Qué entregar: Transcribe todas las filas que vienen a continuación, sin cambiar nada.
----
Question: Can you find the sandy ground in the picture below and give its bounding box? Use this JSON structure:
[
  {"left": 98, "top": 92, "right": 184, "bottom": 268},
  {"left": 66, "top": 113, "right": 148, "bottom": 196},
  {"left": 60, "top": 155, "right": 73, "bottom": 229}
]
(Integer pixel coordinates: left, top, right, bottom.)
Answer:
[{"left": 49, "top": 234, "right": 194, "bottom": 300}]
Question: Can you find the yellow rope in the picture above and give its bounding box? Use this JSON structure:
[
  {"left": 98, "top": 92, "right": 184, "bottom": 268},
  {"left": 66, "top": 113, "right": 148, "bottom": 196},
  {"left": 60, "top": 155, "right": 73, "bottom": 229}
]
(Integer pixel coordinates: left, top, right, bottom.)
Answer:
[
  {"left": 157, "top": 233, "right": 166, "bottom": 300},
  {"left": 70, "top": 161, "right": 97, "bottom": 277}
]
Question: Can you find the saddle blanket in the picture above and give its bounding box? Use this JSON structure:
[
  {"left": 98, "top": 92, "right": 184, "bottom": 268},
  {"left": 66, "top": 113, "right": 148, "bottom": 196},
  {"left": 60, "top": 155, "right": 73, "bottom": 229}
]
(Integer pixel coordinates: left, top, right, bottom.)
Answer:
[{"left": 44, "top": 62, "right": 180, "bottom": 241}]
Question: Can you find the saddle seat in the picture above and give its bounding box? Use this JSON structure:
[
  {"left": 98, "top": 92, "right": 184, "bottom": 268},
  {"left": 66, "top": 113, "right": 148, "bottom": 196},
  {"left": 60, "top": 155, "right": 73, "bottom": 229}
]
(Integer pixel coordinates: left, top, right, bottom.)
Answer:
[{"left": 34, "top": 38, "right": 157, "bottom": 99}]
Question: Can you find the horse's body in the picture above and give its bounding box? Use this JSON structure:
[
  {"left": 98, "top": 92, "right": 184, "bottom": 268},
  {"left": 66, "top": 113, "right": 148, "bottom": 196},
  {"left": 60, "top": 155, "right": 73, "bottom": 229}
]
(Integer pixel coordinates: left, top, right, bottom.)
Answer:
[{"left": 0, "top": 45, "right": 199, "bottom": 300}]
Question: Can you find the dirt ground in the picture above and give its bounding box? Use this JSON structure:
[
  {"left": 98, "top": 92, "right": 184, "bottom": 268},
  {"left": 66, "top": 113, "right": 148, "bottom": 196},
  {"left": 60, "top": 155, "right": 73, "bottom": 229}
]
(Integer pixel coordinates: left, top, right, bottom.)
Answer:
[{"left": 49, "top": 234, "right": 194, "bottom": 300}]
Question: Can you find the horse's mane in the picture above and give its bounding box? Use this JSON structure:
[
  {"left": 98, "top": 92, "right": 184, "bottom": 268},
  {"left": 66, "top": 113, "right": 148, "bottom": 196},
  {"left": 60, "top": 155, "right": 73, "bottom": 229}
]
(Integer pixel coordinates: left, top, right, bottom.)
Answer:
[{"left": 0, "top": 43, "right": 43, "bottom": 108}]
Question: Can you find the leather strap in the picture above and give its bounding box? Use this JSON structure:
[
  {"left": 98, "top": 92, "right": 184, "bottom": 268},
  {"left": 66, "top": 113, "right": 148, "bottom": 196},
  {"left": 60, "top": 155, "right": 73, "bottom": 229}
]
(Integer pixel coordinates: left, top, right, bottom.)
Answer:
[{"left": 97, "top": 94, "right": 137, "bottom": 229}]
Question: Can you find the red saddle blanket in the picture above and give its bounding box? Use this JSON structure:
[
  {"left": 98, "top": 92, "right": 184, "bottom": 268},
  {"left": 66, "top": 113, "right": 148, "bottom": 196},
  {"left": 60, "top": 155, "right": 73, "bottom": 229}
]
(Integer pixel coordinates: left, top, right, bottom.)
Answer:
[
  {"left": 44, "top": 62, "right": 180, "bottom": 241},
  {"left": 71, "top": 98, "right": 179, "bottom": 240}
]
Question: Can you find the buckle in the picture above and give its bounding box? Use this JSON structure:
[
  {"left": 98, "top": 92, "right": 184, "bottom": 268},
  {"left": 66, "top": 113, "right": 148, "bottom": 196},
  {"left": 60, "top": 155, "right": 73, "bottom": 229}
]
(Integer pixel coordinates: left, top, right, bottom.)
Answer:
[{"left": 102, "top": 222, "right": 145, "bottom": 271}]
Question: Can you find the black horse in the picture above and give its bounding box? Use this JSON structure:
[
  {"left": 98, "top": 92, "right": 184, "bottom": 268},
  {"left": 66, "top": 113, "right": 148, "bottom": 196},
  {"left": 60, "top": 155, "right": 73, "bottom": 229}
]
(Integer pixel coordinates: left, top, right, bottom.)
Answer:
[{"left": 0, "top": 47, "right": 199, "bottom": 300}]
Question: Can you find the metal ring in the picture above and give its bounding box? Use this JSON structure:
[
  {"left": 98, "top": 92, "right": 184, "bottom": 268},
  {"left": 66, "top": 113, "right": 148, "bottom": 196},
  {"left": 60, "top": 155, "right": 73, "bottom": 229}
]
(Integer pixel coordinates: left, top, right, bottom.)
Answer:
----
Resultado:
Question: Can you find the sandy ground in the picture below and give its bounding box? Use this JSON structure:
[
  {"left": 98, "top": 92, "right": 184, "bottom": 268},
  {"left": 66, "top": 113, "right": 148, "bottom": 196},
  {"left": 60, "top": 155, "right": 73, "bottom": 229}
]
(Integer pixel coordinates: left, top, right, bottom.)
Answer:
[{"left": 49, "top": 234, "right": 194, "bottom": 300}]
Question: Can you find the yellow rope in the picture above and give its bounding box? Use this JSON structure:
[
  {"left": 98, "top": 92, "right": 184, "bottom": 268},
  {"left": 66, "top": 113, "right": 148, "bottom": 196},
  {"left": 60, "top": 155, "right": 73, "bottom": 229}
]
(Integer pixel coordinates: left, top, right, bottom.)
Answer:
[
  {"left": 157, "top": 233, "right": 166, "bottom": 300},
  {"left": 70, "top": 161, "right": 97, "bottom": 277}
]
Question: Can you find the saddle blanket in the picture above and give its bounding box? Use this JSON structure:
[
  {"left": 98, "top": 92, "right": 184, "bottom": 268},
  {"left": 66, "top": 113, "right": 148, "bottom": 196},
  {"left": 60, "top": 155, "right": 73, "bottom": 229}
]
(Integer pixel coordinates: left, top, right, bottom.)
Answer:
[{"left": 44, "top": 62, "right": 180, "bottom": 241}]
Question: Can you find the saddle seat in the picture above and give its bounding box? Use this JSON structure:
[
  {"left": 98, "top": 92, "right": 184, "bottom": 268},
  {"left": 66, "top": 113, "right": 148, "bottom": 196},
  {"left": 60, "top": 155, "right": 73, "bottom": 229}
]
(Integer pixel coordinates: left, top, right, bottom.)
Answer:
[{"left": 34, "top": 38, "right": 157, "bottom": 99}]
Question: Can you find the horse's body in the picture above and give its bounding box? Use this JSON structure:
[
  {"left": 98, "top": 92, "right": 184, "bottom": 268},
  {"left": 66, "top": 113, "right": 148, "bottom": 196},
  {"left": 60, "top": 155, "right": 73, "bottom": 229}
]
(Integer pixel coordinates: left, top, right, bottom.)
Answer:
[{"left": 0, "top": 45, "right": 199, "bottom": 300}]
Question: Can you find the dirt ground in the picture above and give its bounding box? Use this JSON structure:
[
  {"left": 98, "top": 92, "right": 184, "bottom": 268},
  {"left": 66, "top": 113, "right": 148, "bottom": 196},
  {"left": 60, "top": 155, "right": 73, "bottom": 229}
]
(Integer pixel coordinates: left, top, right, bottom.)
Answer:
[{"left": 49, "top": 234, "right": 194, "bottom": 300}]
Question: Can you find the horse's mane in the picture above and give its bounding box? Use this JSON structure:
[
  {"left": 98, "top": 92, "right": 184, "bottom": 268},
  {"left": 66, "top": 113, "right": 148, "bottom": 196},
  {"left": 60, "top": 155, "right": 73, "bottom": 229}
]
(Integer pixel coordinates: left, top, right, bottom.)
Answer:
[{"left": 0, "top": 43, "right": 43, "bottom": 108}]
Question: Can you find the leather strap in the picture above and give its bounding box? Use this JSON structure:
[
  {"left": 98, "top": 92, "right": 184, "bottom": 268},
  {"left": 66, "top": 113, "right": 148, "bottom": 196},
  {"left": 60, "top": 155, "right": 73, "bottom": 229}
]
(Integer pixel coordinates: left, top, right, bottom.)
Answer:
[{"left": 97, "top": 94, "right": 137, "bottom": 229}]
Question: Can you find the red saddle blanket in the picture above and give its bounding box? Use this JSON structure:
[
  {"left": 98, "top": 92, "right": 184, "bottom": 268},
  {"left": 66, "top": 113, "right": 148, "bottom": 196},
  {"left": 60, "top": 155, "right": 73, "bottom": 229}
]
(Integer pixel coordinates: left, top, right, bottom.)
Answer:
[
  {"left": 44, "top": 62, "right": 180, "bottom": 241},
  {"left": 71, "top": 98, "right": 179, "bottom": 240}
]
Question: Can you find the buckle in the picture above and give its bounding box? Use this JSON structure:
[
  {"left": 98, "top": 92, "right": 184, "bottom": 268},
  {"left": 66, "top": 113, "right": 148, "bottom": 196},
  {"left": 60, "top": 155, "right": 73, "bottom": 229}
]
(Integer pixel coordinates: left, top, right, bottom.)
Answer:
[{"left": 102, "top": 222, "right": 145, "bottom": 271}]
Question: Can you find the black horse in the picture above and give its bounding box? Use this JSON structure:
[
  {"left": 98, "top": 92, "right": 184, "bottom": 268},
  {"left": 66, "top": 113, "right": 148, "bottom": 196},
  {"left": 60, "top": 155, "right": 73, "bottom": 229}
]
(Integer pixel coordinates: left, top, right, bottom.)
Answer:
[{"left": 0, "top": 47, "right": 199, "bottom": 300}]
Question: Can you find the metal ring in the picture above and give its bounding box? Use this JSON structure:
[
  {"left": 98, "top": 92, "right": 184, "bottom": 268},
  {"left": 66, "top": 113, "right": 148, "bottom": 196},
  {"left": 60, "top": 155, "right": 73, "bottom": 229}
]
(Integer pixel coordinates: left, top, right, bottom.)
Answer:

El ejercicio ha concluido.